◆ Page ◆
+++
On Thursday (4th May 2017), people from six Combined Authorities across England elected the first Metro Mayors, established as part of the UK government’s move to devolving more powers to English City Regions.
Exactly what each metro mayor is able to do is determined by the individual deals that each city region has agreed with the government, but, between them, they will hold more than £4.8 billion in investment funds and have powers over issues such as housing, transport and skills.
+++
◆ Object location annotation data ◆
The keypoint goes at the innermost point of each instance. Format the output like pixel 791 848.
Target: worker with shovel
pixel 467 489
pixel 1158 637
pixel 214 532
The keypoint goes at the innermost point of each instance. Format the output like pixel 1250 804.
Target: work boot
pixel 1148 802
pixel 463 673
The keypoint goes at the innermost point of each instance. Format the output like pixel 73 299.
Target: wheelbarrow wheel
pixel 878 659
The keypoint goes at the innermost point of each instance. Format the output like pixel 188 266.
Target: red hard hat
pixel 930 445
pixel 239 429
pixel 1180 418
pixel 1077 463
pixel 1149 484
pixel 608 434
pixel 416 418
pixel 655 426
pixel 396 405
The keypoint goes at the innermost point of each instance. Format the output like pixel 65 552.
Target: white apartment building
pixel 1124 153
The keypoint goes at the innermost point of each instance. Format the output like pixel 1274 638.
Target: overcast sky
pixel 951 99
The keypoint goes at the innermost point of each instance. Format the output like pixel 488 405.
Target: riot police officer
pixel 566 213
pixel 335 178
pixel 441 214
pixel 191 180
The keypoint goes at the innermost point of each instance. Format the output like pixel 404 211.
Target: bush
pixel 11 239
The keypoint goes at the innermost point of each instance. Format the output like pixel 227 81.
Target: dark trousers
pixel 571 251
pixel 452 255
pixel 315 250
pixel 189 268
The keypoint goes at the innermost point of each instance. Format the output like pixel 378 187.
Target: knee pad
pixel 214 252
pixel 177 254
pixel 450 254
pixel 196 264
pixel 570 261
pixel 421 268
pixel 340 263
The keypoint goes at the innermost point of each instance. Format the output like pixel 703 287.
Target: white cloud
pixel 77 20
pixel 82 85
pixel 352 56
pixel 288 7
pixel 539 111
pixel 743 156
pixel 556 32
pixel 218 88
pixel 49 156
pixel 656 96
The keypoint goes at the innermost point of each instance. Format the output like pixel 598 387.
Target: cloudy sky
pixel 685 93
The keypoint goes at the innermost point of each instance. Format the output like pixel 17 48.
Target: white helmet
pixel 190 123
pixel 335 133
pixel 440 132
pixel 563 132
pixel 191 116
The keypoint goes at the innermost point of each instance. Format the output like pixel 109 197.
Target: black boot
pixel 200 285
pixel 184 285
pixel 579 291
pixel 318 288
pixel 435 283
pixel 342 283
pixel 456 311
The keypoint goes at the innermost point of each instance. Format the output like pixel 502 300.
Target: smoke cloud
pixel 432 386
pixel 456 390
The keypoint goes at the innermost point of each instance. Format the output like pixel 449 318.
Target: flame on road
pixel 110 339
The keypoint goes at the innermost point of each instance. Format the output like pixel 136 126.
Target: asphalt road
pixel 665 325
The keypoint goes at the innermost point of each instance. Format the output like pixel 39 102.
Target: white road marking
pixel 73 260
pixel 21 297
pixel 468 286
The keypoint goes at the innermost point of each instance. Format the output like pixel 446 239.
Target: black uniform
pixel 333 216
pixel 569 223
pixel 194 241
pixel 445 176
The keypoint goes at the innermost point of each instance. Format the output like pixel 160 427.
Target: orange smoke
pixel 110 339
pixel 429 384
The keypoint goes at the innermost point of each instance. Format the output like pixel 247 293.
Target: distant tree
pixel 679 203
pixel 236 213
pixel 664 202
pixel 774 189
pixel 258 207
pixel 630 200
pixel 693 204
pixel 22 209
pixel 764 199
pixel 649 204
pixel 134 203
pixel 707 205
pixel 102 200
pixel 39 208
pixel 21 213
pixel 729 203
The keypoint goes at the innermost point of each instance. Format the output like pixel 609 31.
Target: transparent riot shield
+++
◆ Exercise tasks ◆
#1 According to the passage on the metro mayors, how much in investment funds will the metro mayors hold between them?
#2 From the listing, set down word for word the lines beginning with the one that contains "pixel 446 239." and continuing through the one that contains "pixel 429 384".

◆ Per-task outputs ◆
#1 More than £4.8 billion.

#2
The keypoint goes at the innermost point of each instance. Format the output like pixel 446 239.
Target: black uniform
pixel 333 216
pixel 569 223
pixel 194 241
pixel 445 176
The keypoint goes at the innermost point of each instance. Format the output like pixel 160 427.
Target: orange smoke
pixel 110 339
pixel 429 384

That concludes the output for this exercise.